— Kutipan Halaman —

Skip to main content

Membangun Mindset Enterpreneurship Sejak Dini

Membangun Mindset Enterpreneurship Sejak Dini


Menurut terminologi bahasa, mindset berarti pola pikir atau cara pandang. Maksudnya cara seseorang dalam melihat, menentukan dan mengambil keputusan terhadap masalah atau objek tertentu. Keputusan yang diambil tersebut sebagai buah dari pola dan suasana pikirannya,sehingga baik dan buruknya buah pikiran, tergantung kepada pola pikir sebelumnya.
Terdapat hadits dalam Islam yang cukup populer, yaitu tentang sebab akibat dari keadaan hati (qalbu), yang dikatakan Nabi: "Ingatlah, sesunguhnya dalam jasad ini terdapat segumpal daging, jika segumpal daging itu baik, maka baiklah seluruh tubuh, dan jika segumpal daging tersebut buruk, maka buruklah seluruh tubuh, segumpal daging tersebut adalah hati".
Pertanyaannya adalah apakah ada hubungan yang signifikan antara hati dengan akal sebagai alat untuk berpikir?
Jawabannya adalah terdapat hubungan yang sangat erat antara akal dengan hati. Hati (qalbu) adalah core manusia dan berada pada lapis ketiga. Jadi manusia adalah makhluk dwi kutub, jasmaniyah dan rohaniyah. Ia tersusun atas tujuah subtansi dua yang peratama merupakan unsur jasmaniyah, yaitu qashr dan shadr. Empat berikutnya merupakan unsur rohaniyah yaitu qalbu, shaghaf, fuad, nur, dan iman.

— Informasi yang Diberikan —
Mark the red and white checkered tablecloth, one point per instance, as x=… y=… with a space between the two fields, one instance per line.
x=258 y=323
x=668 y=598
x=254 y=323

— Petunjuk dan Ketentuan —
Tolong tulis ulang kata demi kata bagian dari kutipan halaman tentang mindset kewirausahaan di atas, mulai dari kata-kata yang memuat "Terdapat hadits dalam" sampai dengan "alat untuk berpikir?".

— Hasil Tugas —
Terdapat hadits dalam Islam yang cukup populer, yaitu tentang sebab akibat dari keadaan hati (qalbu), yang dikatakan Nabi: "Ingatlah, sesunguhnya dalam jasad ini terdapat segumpal daging, jika segumpal daging itu baik, maka baiklah seluruh tubuh, dan jika segumpal daging tersebut buruk, maka buruklah seluruh tubuh, segumpal daging tersebut adalah hati".
Pertanyaannya adalah apakah ada hubungan yang signifikan antara hati dengan akal sebagai alat untuk berpikir?